▸ Supplied data:
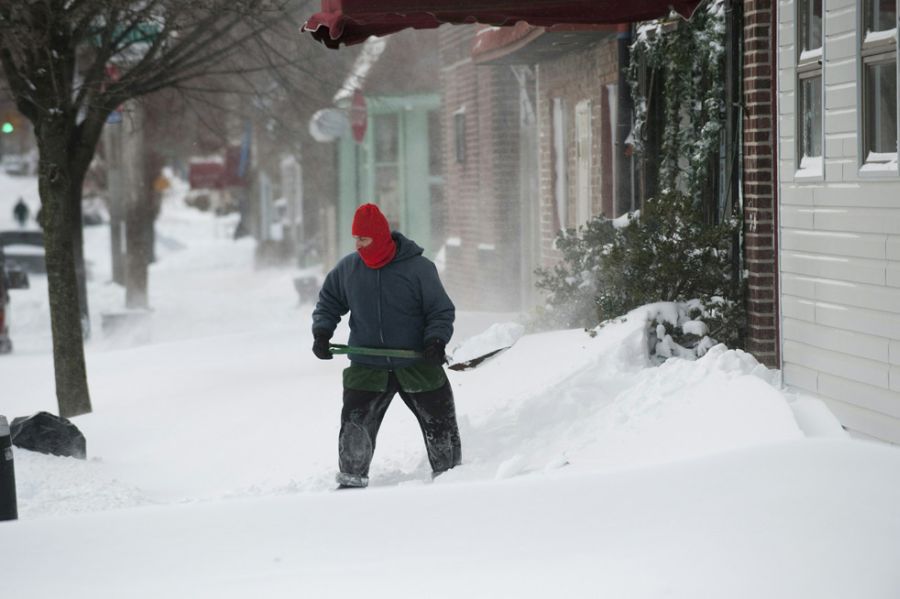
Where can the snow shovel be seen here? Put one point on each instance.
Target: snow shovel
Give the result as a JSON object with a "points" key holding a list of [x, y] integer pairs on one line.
{"points": [[339, 348]]}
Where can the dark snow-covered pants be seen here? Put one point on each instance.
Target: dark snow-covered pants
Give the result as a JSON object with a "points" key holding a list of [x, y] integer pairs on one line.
{"points": [[364, 411]]}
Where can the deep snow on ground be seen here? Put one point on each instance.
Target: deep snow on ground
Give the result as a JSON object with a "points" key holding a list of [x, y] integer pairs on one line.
{"points": [[212, 450]]}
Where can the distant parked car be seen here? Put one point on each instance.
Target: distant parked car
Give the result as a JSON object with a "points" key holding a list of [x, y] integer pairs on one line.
{"points": [[23, 250], [10, 278]]}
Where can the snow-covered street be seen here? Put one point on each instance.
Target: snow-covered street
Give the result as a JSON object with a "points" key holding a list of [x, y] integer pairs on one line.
{"points": [[212, 451]]}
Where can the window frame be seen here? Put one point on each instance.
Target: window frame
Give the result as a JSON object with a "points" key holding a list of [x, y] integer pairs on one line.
{"points": [[869, 53], [809, 67]]}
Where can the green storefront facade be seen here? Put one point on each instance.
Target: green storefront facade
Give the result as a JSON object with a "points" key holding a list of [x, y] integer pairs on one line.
{"points": [[397, 166]]}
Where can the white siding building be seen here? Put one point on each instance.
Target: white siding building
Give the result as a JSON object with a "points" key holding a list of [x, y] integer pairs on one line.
{"points": [[839, 218]]}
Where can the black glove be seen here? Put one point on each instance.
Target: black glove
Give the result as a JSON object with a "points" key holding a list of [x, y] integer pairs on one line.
{"points": [[320, 345], [434, 352]]}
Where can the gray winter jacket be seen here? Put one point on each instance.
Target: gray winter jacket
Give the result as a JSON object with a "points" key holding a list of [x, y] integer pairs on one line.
{"points": [[398, 306]]}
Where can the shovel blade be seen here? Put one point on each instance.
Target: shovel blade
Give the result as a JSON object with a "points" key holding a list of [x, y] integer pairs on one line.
{"points": [[474, 362]]}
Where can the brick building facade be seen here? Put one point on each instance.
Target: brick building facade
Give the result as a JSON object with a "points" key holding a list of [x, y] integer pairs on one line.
{"points": [[529, 137], [759, 181], [573, 81]]}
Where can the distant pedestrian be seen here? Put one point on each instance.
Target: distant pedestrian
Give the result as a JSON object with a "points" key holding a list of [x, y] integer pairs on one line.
{"points": [[21, 212]]}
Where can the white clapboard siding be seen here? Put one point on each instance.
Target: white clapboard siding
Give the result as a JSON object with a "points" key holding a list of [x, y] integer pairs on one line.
{"points": [[839, 243]]}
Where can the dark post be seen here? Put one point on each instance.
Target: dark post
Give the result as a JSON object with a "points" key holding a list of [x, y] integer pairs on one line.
{"points": [[8, 509]]}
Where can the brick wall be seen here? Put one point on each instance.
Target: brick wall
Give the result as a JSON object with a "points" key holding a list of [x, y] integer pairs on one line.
{"points": [[482, 192], [759, 188], [581, 75]]}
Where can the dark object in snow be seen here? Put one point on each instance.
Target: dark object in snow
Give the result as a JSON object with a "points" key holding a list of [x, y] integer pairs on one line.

▸ What this task involves: In the records above, find each line with the word "brick" and copy it out.

▸ Finished exercise:
Where can the brick building facade be seen here? Put one point on each instance.
Target: brick building facade
Where can the brick wall be seen here? Put one point on each instance.
Target: brick wall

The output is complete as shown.